#### What to produce:
Each entry must be output once more without any change.

Dataset entries
<<<<

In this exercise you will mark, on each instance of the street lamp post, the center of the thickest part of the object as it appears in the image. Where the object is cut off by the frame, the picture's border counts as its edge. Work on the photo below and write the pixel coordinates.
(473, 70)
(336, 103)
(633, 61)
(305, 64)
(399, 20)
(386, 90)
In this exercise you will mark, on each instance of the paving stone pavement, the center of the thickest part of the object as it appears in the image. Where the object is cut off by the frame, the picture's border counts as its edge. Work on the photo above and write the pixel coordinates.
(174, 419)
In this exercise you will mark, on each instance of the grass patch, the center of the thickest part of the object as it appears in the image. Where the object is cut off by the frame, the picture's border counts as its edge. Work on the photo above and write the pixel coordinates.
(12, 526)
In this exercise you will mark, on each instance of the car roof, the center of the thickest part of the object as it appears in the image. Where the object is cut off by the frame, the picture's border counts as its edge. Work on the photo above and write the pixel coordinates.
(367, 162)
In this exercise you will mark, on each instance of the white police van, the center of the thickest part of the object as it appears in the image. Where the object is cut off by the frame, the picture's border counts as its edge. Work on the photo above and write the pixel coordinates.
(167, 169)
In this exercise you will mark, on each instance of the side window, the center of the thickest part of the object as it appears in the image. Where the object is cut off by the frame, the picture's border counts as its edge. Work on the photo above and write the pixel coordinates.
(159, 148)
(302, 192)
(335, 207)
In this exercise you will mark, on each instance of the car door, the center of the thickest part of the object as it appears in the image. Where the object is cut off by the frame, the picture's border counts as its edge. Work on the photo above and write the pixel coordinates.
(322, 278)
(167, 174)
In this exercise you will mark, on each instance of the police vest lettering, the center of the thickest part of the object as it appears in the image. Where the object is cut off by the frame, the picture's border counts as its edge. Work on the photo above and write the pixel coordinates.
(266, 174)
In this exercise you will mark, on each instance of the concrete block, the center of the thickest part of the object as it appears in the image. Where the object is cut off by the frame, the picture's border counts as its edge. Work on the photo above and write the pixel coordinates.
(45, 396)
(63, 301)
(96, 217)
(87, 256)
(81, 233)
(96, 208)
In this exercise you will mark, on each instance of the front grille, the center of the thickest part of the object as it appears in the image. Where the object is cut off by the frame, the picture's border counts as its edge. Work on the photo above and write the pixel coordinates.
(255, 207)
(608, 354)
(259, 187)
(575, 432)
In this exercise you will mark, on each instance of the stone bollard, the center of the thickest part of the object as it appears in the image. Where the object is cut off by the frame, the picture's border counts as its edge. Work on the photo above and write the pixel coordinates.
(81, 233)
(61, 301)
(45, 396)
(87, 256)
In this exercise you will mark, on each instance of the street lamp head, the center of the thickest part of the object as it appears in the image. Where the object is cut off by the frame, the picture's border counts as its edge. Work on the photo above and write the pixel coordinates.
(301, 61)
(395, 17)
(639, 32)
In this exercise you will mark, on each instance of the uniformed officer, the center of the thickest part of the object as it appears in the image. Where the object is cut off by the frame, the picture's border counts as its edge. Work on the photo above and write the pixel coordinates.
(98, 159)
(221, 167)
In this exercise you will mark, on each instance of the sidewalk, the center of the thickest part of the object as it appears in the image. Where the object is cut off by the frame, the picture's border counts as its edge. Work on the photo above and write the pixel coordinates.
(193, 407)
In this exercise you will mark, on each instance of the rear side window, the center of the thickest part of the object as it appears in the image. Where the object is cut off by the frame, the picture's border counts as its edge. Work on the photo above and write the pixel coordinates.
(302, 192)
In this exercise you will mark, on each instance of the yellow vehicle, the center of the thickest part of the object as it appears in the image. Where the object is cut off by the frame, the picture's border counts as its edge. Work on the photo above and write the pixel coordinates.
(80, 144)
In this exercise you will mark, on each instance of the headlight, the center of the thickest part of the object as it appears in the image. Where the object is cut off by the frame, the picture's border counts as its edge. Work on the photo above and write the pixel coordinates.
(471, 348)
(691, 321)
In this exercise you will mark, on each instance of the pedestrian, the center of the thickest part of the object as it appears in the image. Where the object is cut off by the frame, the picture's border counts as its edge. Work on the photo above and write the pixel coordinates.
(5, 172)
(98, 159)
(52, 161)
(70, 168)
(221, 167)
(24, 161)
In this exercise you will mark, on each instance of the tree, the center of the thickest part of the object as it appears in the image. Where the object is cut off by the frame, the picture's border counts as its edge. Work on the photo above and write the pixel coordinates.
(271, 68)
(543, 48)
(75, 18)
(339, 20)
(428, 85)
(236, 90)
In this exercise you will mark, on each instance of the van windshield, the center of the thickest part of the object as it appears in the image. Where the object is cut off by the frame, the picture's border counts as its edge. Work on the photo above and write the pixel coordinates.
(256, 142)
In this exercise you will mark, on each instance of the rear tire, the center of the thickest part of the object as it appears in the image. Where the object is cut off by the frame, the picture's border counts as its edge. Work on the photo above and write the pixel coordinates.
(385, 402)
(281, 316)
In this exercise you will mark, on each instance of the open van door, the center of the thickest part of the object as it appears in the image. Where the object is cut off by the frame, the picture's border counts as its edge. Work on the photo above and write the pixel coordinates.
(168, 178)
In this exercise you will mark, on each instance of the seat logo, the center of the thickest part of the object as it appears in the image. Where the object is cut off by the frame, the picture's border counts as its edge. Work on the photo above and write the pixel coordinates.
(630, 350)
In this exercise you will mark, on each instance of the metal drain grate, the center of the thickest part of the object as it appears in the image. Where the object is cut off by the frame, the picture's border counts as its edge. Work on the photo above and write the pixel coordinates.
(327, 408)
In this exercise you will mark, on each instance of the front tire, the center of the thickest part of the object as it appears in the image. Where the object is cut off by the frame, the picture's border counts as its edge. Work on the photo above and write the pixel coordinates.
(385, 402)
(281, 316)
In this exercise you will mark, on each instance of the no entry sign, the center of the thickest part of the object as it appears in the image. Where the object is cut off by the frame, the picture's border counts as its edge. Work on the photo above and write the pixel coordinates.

>>>>

#### Result:
In this exercise you will mark, on each instance of the street lamp post, the center of the thickest part of the object as it appears in the image. Where the object is cut off by the frame, the picture's border counts as its edge. Work on the photo below and write the pixel coordinates.
(473, 70)
(336, 103)
(633, 61)
(305, 64)
(399, 20)
(386, 90)
In this exercise you will mark, on each instance of the paving stone pavement, the center of the thickest part of the object as it appears in the image. Where the object is cut off by the frame, the picture's border counts as its edge. Work on the photo above and write the pixel coordinates.
(174, 419)
In this exercise you will mark, on each instance of the grass patch, the center of the thickest part of the object as it appears in the image. Where the object is cut off by the frame, the picture's border counts as its edge. Work on the photo above and write the pixel coordinates.
(12, 526)
In this exercise you will mark, on each instance of the car roof, the center of the thickest part of the object as it appears in the image. Where the object is cut off by the frame, the picture's border counts as its edge. Work on the photo above and write the pixel coordinates.
(367, 162)
In this exercise you will mark, on each instance of the white police van, the center of the thickest part of the object as it appears in the image. Where the object is cut off by the frame, the picture's border counts as its edge. Work on the photo above and write the pixel coordinates.
(167, 169)
In this exercise you will mark, on each instance of the side window, the center of the thickest part of the object as it appears in the image. Where the object is cut off by the frame, the picture's border counts as its edge. Work on the photo above and write the pixel coordinates.
(159, 148)
(302, 192)
(335, 207)
In this exercise you will mark, on each instance of the car door, the center of the thickest part of the object as it appears in the image. Where the object is cut off by the frame, the picture's border counts as its edge. Work on the photo above and write the pixel coordinates.
(322, 278)
(167, 174)
In this exercise you will mark, on each instance of the police vest lettering, the center of the thickest part of the object as it appears in the image. Where the object is cut off by the frame, the picture's border counts as its edge. Work on the photo above and write the pixel coordinates.
(266, 174)
In this exercise you will mark, on each instance of the concrete block, the center of the thickest part of the object as it appears in the image. Where the object is cut off by the frame, the picture's border counts as its edge. Work on the photo above and write the pixel coordinates.
(45, 396)
(63, 301)
(96, 217)
(87, 256)
(81, 233)
(96, 208)
In this exercise you will mark, on each instance of the front grille, the center of the thickest part of the object as it appears in the image. Where the object is cut off by the frame, the picture's border counts as its edge. Work on the photo above and write the pixel coordinates.
(255, 207)
(608, 354)
(259, 187)
(575, 432)
In this exercise you will mark, on each instance of the stone bollard, the center of the thickest part of the object as it appears in the image. Where the object is cut off by the frame, the picture's border counts as its edge. Work on the photo above and write the pixel coordinates.
(81, 233)
(61, 301)
(45, 396)
(87, 256)
In this exercise you will mark, on each instance of the street lamp head, the center of the thickest part of the object as it appears in the image. Where the object is cut off by the frame, the picture's border counts as its edge. Work on the photo above and write the pixel coordinates.
(301, 61)
(395, 17)
(639, 32)
In this exercise you will mark, on each instance of the uniformed officer, the center of the thickest part of the object as it appears in the image. Where the object is cut off by the frame, the picture's border counts as its edge. Work on the photo above and write the pixel coordinates.
(98, 159)
(221, 167)
In this exercise you will mark, on each instance of the sidewalk, the center of the thickest part of the object as it appears in the image. Where the object is cut off by the frame, the picture's border counts as its edge. Work on the photo above and write the pixel coordinates.
(193, 407)
In this exercise you will mark, on each instance of the rear side window, the center of the thickest part of the object as it appears in the image. Where the object is cut off by the frame, the picture's border counts as its edge. Work on the photo above and write the pixel coordinates.
(302, 192)
In this exercise you will mark, on each instance of the yellow vehicle, the center of the thickest part of the object as it appears in the image. Where the object is cut off by the frame, the picture's border counts as its edge. Work on the photo above and write the pixel coordinates.
(80, 144)
In this exercise you will mark, on each instance of the headlight, the center of the thickest part of the object as it appears in the image. Where the object is cut off by the frame, the picture's border counts as its edge. Work on the photo above and write the pixel coordinates.
(471, 348)
(691, 321)
In this exercise you will mark, on each instance of the pedestrian, the center of the thickest part of the object as it appears in the image. Where the object is cut off by the frame, the picture's border counts as its edge. Work on the photo above and write the pixel coordinates.
(5, 172)
(98, 159)
(52, 161)
(70, 168)
(221, 167)
(24, 161)
In this exercise you will mark, on each instance of the tree, the center of the thickest part of the object as it appears in the image. Where the object is cut off by the frame, the picture's border counts as its edge. Work on the photo above and write the pixel coordinates.
(271, 68)
(543, 48)
(75, 18)
(339, 20)
(428, 85)
(236, 90)
In this exercise you will mark, on each instance of the van windshield, the center of the thickest part of the object as it appears in the image. Where the object is cut off by the frame, the picture's border counts as its edge. Work on the photo above and write the pixel coordinates.
(256, 142)
In this exercise you will mark, on each instance of the rear tire, the center of the thickest part of the object as it appears in the image. Where the object is cut off by the frame, the picture's border counts as its edge. Work on the photo above and write the pixel coordinates.
(385, 402)
(281, 316)
In this exercise you will mark, on each instance of the open van door, the center of the thickest part of the object as it appears in the image. Where the object is cut off by the frame, the picture's border counts as its edge. Work on the photo above and write the pixel coordinates.
(168, 178)
In this exercise you will mark, on each instance of the seat logo, the center of the thickest part of the object as it appears in the image. Where the object is cut off by the frame, the picture's border counts as its edge. Work on the photo above and write the pixel coordinates.
(630, 350)
In this exercise you will mark, on each instance of the metal drain grate, the center of the thickest part of the object as it appears in the image. Where the object is cut off by the frame, the picture's border counts as its edge. Work on the photo above and write the pixel coordinates.
(327, 408)
In this exercise you will mark, on each instance of the front tire, the center of the thickest part of the object as it appears in the image. Where the object is cut off by the frame, the picture's border counts as its edge. Work on the photo above and write the pixel coordinates.
(385, 402)
(281, 316)
In this exercise you will mark, on each instance of the no entry sign, the center of the thickest part of the object as it appears in the image. Where the object is cut off by the frame, the picture's border counts as its edge. Work on the photo above and write the pixel coordinates.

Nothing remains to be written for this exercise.